PROBLEMS -
1/ Condense the paragraph of the Harrogate fraud report that begins "Singh persuaded his vulnerable victim" into a bulleted list that keeps its main facts.
2/ Summarize the Harrogate fraud report in two sentences.
3/ Write the next paragraph of the Harrogate fraud report, picking up after its final sentence.

DOCUMENT PASSAGE -

*****

An accountant has been jailed for more than five years for conning a man with learning difficulties out of his Harrogate home and more than £30,000 of savings.
Sukhdev Singh, 73 spent the money within a fortnight on expensive jewellery, gambling, bank transfers to accounts he held in India, private school tuition fees and other domestic spending.
Singh persuaded his vulnerable victim into signing over his inherited £300,000 family home in an up-market location in Harrogate. He also made a sustained and determined but failed attempt to have the title deeds to the victim’s inherited Spanish holiday home fraudulently transferred to himself.
Today, detectives who led the investigation said Singh displayed astounding levels of arrogance, remaining unrepentant throughout his trial for what amounted to be a sickening and callous series of frauds perpetrated against a vulnerable victim.

*****

Point labeling dataset excerpts:
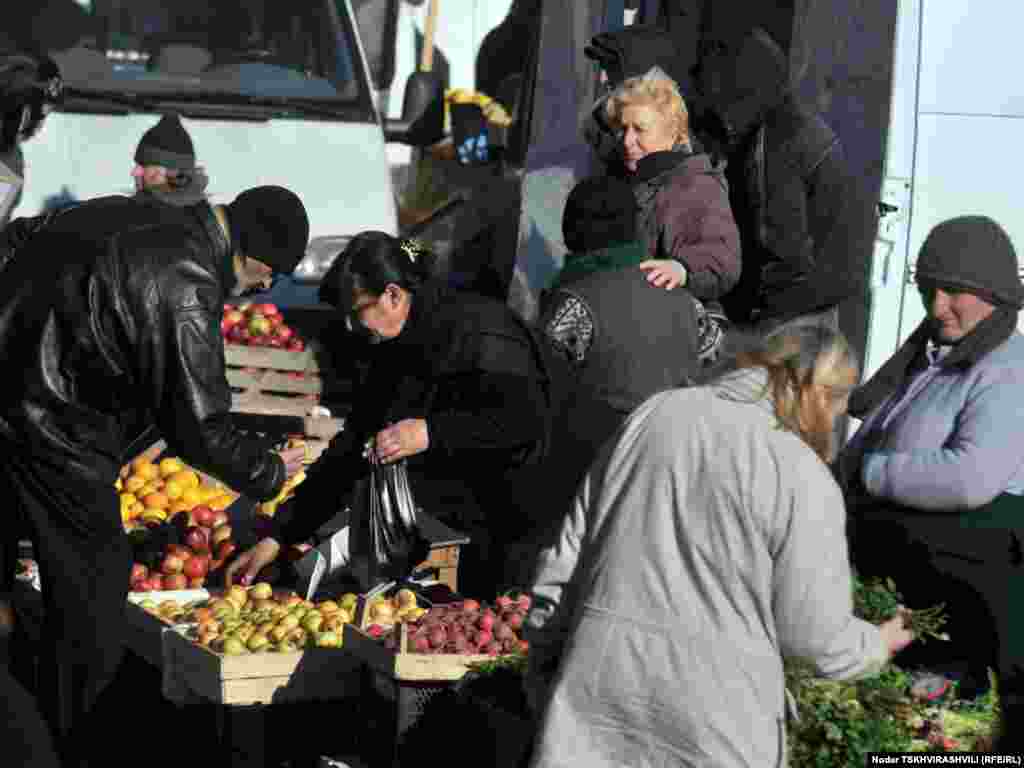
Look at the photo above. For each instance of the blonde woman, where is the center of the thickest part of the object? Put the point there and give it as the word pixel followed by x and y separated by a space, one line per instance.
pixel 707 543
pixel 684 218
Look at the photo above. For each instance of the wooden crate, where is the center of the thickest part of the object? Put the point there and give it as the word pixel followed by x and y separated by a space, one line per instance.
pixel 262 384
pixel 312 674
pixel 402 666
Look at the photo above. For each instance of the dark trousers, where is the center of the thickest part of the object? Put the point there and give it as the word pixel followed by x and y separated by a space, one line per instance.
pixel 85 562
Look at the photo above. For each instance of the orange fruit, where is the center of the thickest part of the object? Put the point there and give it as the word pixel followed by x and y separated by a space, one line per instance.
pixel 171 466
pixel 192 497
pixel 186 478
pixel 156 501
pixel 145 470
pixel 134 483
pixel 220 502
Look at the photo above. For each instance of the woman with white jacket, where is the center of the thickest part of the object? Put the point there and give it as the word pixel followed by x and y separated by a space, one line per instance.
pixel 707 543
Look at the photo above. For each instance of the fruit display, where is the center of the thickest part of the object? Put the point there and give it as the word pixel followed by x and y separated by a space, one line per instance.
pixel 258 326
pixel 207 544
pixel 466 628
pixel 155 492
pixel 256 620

*****

TASK-BY-TASK OUTPUTS -
1/
- Singh persuaded his vulnerable victim to sign over his inherited £300,000 family home in an up-market part of Harrogate.
- He also made a sustained, determined attempt to have the title deeds to the victim's inherited Spanish holiday home fraudulently transferred to himself.
- That attempt failed.

2/ Accountant Sukhdev Singh, 73, was jailed for more than five years after conning a man with learning difficulties out of his £300,000 Harrogate home and more than £30,000 of savings, which he spent within two weeks. He also tried and failed to have the victim's Spanish holiday home transferred to himself, and detectives said he remained arrogant and unrepentant throughout his trial.

3/
The man Singh targeted, who has not been named to protect his identity, is in his 50s. But a psychologist who assessed him confirmed his mental capacity to be that of a 12-year-old, someone clearly vulnerable to potential exploitation.
Singh convinced the victim to let his sole trader accountancy business, SS Singh & Co, receive and hold his savings subsequent to the death of his parents some years earlier.
Offshore accounts
Singh, of Chelwood Drive, Moor Allerton in Leeds, had learned of all the assets owned by the victim which had been bequeathed to him by his parents.
These assets included the property in Harrogate, an apartment in Spain and tens of thousands of pounds in offshore savings accounts held with banks based in Gibraltar and Jersey.
By 2016, Singh had transferred the victim’s Harrogate house into the ownership of a company owned and controlled by himself; namely SS and SK Lalli Ltd.
The Land Registry title of the property was thereafter held in the name of SS & SK Lalli Ltd, which appeared to show a purchase price paid during the transaction. However, there was in fact no exchange of funds from Singh to pay for the house, which resulted in him obtaining the house for no payment whatsoever.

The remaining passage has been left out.